→ 取り組む課題 A: 記録のうち、「Where can you see the toyota」を含む行から「point(200, 527)」を含む行まで(両端の行を含む)を、空行を除いて番号付きリストに書き直す。

→ ページ抜粋:
>>>>>

TOI,TOI,TOI!


2002年02月15日(金) カッセル、そして・・・

「良いことは(悪いことは)重なる」

「悪いことがあったら、そのあとに良いことがある」

誰もが一度は、口にしたり誰かに言われたりしてると思う。
言ってもらうことの方が多いな、私は。

「何で私だけ?私って運がない?私だけ苦労してない?」
恥ずかしながら、私はこういうマイナス思考によくはまってしまう。
テンションが高く、騒ぎまくっている時の方が多いが、実は、こういうネガティブ方向にズドーンと落ちるときがある。
愚痴る私に、いったい何人の友人が上に書いたようなことを言ってくれたことだろう。
ありがたいことを言ってくれてるのに、それを私は素直に聞けていただろうか?と振り返りたくなるようなことが、このところ続いた。
人生、本当にそうなってるんだぁ・・・と、今日は実感している私である。


カッセルの本番前日のこと。
「本番だと思って、全部通して弾いてみなさい」
と先生に言われた私は、レッスン室で明日弾く曲を全部、
先生と、Kとハラトモさんの前で弾いた。
       
       

  音程がめちゃくちゃになった。
  弓をコントロールできなかった。


だんだん調子が出てきて良くなってきたけど、最初がだめ。
いつもそう。

弾き終わると、先生は「GUT」と言ってくれた。
でも、私は笑顔で応じる余裕すらなかった。
全然GUTではなかった。

このクラスにいる誰もが皆、弾き方を変えている途中なのだ。
右手のテクニック。ボーイングのスタイルを。
前回のフォアシュピールでは、一発目の和音が不時着して墜落死してしまった。手首の支えが足りなかった。
そのスタイルとは、簡単に言うなら、
『ひじで弾く』
ひじから音を出すような感覚。ひじを重くして、その重さを手首が支え、指で表情をつける。言葉にするとこんな感じ。

<<<<<

→ 取り組む課題 B: カッセル本番前日の日記を、最後の文のあとから書き継ぐ。

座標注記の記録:

>>>>>

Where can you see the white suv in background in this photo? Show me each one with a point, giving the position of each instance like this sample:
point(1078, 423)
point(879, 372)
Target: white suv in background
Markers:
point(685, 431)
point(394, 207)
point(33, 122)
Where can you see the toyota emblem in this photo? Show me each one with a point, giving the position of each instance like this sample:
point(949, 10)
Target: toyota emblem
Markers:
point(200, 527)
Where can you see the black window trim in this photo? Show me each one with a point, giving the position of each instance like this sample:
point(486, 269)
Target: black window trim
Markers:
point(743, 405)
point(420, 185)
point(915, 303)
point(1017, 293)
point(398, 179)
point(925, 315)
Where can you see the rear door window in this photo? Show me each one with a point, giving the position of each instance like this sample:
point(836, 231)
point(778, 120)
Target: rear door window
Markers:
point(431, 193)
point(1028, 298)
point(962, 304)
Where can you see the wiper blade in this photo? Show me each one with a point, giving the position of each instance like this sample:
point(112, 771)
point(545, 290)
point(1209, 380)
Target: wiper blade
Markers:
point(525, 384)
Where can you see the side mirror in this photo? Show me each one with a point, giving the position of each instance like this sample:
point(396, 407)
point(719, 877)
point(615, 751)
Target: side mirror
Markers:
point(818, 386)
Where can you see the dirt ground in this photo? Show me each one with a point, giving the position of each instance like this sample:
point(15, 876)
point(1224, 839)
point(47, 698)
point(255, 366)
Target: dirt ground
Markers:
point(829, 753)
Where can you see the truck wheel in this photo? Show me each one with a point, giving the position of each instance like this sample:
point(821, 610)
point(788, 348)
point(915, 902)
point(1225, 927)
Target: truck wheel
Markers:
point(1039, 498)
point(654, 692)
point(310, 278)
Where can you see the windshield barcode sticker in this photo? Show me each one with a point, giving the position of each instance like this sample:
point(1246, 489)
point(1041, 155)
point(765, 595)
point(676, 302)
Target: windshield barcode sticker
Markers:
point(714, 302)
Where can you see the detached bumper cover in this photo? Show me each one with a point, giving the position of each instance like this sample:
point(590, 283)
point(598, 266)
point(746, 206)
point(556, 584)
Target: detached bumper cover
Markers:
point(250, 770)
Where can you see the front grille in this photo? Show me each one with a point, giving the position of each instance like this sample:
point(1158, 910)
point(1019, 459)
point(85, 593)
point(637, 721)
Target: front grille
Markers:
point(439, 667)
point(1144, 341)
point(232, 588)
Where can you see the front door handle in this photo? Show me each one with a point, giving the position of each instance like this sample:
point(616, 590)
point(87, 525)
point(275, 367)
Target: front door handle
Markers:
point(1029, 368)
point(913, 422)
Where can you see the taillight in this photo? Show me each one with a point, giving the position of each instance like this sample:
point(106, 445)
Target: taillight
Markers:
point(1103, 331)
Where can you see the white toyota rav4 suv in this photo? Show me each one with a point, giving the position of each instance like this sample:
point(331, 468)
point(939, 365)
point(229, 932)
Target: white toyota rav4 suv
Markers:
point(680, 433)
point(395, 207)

<<<<<

→ 解答 A:
1. Where can you see the toyota emblem in this photo? Show me each one with a point, giving the position of each instance like this sample:
2. point(949, 10)
3. Target: toyota emblem
4. Markers:
5. point(200, 527)

→ 解答 B:
弾いてるうちにだんだんレッスン時の感覚を思い出すんだけど、
慣れてきて感覚を思い出すまでの間が、ぎこちな〜くなっちゃう。


テンションの低い私に、先生は、めいっぱいテンションをあげて、
「この曲は、キミだ!これは伸子だ!これはキミ!これはキミだ!」
と言ってくれた。

モーツァルトのコンツェルトG-Dur。
「この曲の性格は、伸子みたいだ。いつも笑っていて、いつも冗談交じりで」
と、レッスンのときに言われことがあったが、今日も、Kたちの前でまた言ってくれた。K大ウケ。

モーツァルトのコンツェルトは、どこのオケのProbespiel(オーディション)の課題にも絶対に入っている。
G-durは点が取りにくいと言われてるらしくて、選ぶ人はとても少ない、そうだ。
だいたい、D-durか、A-dur。この2曲と一緒に並ぶとG-durは映えない、らしい。
そうかなぁ。
私は今のところ、G-durが一番好きだ。

帰るとき、先生は私の肩を抱き、力を授けてくれるような感じで、
「toi,toi,toi!」
とやってくれた。

「1週間延びて、集中力を持続するのに疲れたんじゃない?」
とK。どうやらそのようです。
「今日はもう弾かないで、ウチ来てご飯作ってよ(K)」
これは、ありがたかった。やることがあった方が気が晴れる。

帰りに挽肉を買って、K邸へ。
しょうが、にんにく、ねぎをみじん切り・・・サクサク。
「指だけは切らないよ−に(K)」
Kが指定したメニューは麻婆豆腐。
「前日上手くいき過ぎないほうがいいって。そのほうが本番上手くいくよ」
とKは言ってくれた。
「今日はビールでも飲んで、さっさと寝なさい」
と言って、帰りにKは缶ビールを1本くれた。
「名付けて、がんばれ応援ビア」とか言って。

翌日、早起きして少し音出しし、ICEでカッセルへ。
隣の席でおばちゃんがず〜っと話し掛けてきていた。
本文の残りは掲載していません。